Task brief:
Count the lines in the listing below that contain the word "horse". Give only the number.

Extracted entries:
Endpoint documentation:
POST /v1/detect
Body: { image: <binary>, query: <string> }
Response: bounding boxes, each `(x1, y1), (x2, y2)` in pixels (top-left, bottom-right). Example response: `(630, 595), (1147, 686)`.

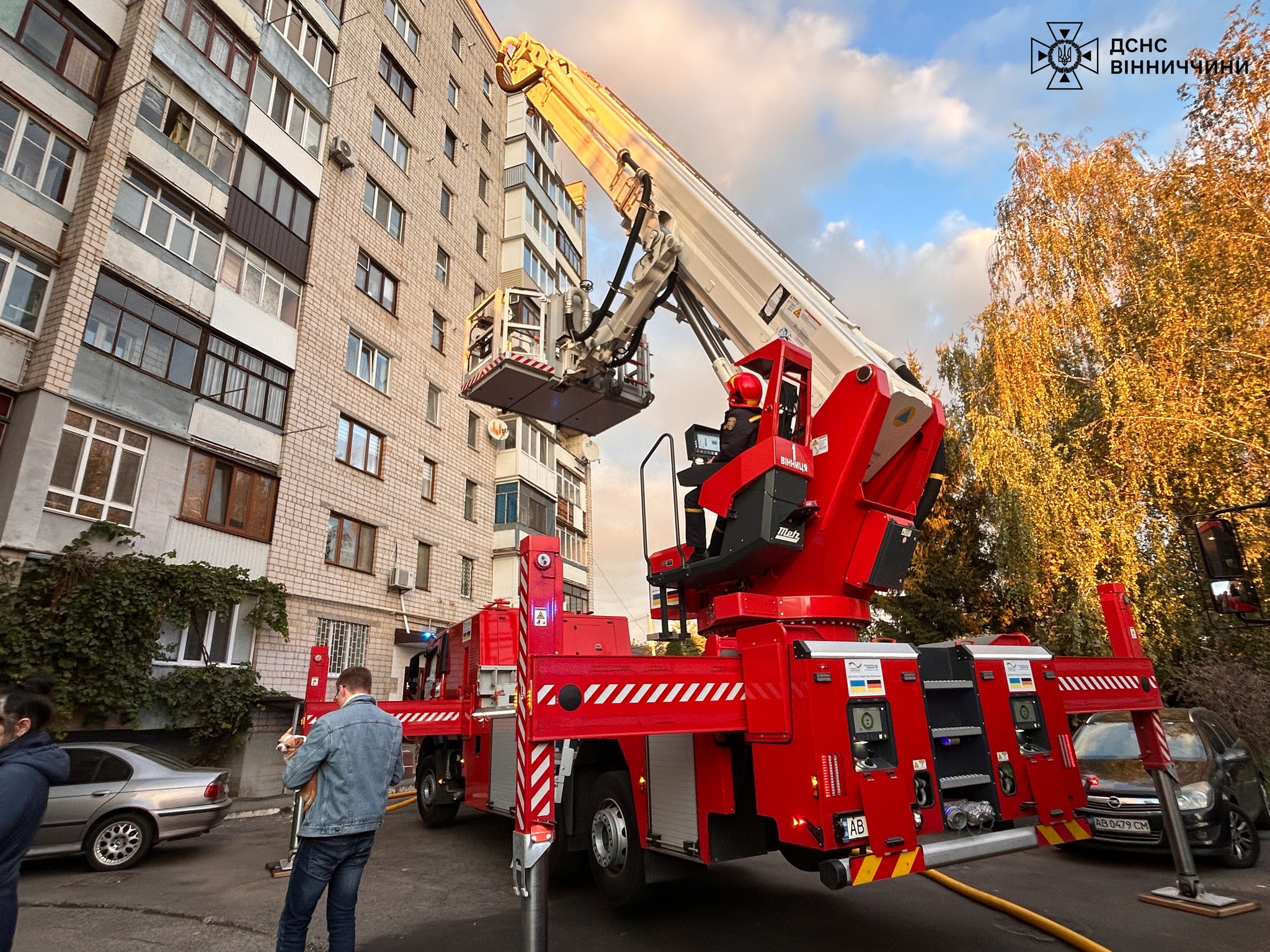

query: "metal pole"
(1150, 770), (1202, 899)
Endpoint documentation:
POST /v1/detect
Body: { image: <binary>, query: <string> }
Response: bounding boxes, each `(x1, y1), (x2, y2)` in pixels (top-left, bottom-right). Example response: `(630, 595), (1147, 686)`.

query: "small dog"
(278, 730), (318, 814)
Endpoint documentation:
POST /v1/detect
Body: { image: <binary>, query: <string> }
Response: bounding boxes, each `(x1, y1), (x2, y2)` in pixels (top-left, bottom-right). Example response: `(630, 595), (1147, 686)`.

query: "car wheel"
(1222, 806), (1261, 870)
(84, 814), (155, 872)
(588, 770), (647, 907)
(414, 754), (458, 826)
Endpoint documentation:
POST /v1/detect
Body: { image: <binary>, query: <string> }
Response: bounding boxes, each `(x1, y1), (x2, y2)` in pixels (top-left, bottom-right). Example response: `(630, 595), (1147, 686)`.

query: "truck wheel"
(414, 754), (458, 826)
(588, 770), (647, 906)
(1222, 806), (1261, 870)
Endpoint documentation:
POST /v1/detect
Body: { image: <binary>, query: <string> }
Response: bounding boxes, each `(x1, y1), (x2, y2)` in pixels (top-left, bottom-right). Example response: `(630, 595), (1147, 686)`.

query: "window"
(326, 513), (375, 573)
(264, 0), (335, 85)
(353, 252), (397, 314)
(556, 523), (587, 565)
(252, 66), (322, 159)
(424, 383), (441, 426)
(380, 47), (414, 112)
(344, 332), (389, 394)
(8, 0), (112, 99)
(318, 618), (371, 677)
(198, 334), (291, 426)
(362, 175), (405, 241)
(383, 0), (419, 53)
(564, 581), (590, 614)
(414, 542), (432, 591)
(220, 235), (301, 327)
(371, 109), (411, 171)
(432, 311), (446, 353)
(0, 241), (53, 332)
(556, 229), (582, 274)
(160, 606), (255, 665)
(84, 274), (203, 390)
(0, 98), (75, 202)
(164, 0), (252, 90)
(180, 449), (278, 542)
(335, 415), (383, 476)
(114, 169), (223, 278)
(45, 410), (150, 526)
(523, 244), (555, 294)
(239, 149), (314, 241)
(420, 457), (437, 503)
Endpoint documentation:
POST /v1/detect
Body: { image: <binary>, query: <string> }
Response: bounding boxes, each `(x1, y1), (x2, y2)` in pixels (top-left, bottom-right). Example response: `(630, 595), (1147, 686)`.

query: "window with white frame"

---

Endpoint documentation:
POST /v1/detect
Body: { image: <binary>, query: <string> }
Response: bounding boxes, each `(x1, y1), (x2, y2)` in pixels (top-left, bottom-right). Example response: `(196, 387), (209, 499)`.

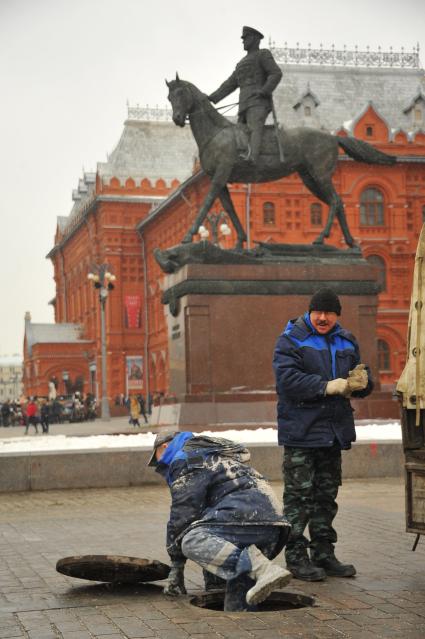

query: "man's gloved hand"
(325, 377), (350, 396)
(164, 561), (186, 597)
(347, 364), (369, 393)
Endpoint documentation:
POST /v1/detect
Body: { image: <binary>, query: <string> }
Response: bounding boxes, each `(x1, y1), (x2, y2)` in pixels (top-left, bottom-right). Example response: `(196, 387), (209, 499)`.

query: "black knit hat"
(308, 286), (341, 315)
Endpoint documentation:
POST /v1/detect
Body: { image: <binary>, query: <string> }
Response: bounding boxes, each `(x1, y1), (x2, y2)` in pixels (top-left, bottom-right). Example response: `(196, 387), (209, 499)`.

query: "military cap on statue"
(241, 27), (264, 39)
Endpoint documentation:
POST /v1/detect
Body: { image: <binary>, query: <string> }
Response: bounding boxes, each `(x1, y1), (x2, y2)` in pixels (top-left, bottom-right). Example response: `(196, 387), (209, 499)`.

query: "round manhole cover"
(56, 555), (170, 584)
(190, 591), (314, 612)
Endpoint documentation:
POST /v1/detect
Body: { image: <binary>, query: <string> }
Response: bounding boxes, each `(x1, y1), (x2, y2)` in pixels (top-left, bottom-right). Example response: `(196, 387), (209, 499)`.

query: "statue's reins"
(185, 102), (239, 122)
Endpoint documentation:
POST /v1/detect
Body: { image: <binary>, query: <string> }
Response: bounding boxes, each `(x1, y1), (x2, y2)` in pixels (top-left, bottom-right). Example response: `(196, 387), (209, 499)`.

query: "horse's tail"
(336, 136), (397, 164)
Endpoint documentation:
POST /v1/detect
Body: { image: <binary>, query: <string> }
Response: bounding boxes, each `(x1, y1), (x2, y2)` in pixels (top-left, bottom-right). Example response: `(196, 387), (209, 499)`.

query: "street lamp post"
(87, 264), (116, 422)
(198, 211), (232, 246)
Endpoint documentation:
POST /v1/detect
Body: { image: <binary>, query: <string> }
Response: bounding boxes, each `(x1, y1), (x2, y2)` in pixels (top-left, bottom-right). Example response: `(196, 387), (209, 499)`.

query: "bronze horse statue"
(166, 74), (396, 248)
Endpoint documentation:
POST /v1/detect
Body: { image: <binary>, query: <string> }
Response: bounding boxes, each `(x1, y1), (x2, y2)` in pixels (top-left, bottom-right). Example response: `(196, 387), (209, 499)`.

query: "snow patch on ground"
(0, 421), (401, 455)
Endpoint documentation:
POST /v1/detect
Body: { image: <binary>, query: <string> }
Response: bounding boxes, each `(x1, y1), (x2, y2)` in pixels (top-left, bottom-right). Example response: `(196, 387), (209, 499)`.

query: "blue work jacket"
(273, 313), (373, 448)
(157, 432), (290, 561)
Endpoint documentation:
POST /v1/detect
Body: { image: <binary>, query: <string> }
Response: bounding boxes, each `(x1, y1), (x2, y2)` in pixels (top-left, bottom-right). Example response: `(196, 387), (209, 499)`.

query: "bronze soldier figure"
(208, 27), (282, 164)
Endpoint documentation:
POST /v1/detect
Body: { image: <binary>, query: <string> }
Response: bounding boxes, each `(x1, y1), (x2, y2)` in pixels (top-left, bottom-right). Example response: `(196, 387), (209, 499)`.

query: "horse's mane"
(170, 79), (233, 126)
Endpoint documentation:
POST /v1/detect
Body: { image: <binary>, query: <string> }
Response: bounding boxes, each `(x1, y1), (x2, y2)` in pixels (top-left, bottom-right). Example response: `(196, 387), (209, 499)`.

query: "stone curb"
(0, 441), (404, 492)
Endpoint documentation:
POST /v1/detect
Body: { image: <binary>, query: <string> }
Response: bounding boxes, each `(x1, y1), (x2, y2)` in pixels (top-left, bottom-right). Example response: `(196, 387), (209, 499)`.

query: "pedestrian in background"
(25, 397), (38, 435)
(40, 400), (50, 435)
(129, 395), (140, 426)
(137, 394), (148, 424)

Result of this exercise:
3